Can you reproduce the listing below word for word, leaving out the pictures?
'''
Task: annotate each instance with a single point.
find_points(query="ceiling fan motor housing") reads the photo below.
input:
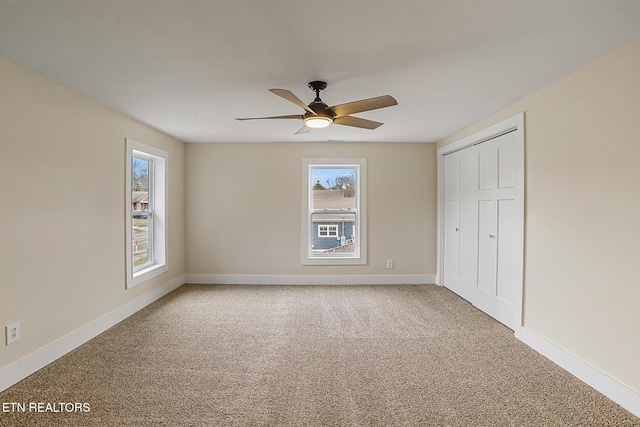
(321, 109)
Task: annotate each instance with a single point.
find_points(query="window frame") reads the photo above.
'''
Answer to this problem.
Task: annotate each instance with a single point.
find_points(query="ceiling fan motor housing") reads the photo below.
input:
(321, 109)
Task: annotate each instance with a single point.
find_points(query="window frame") reads the photo above.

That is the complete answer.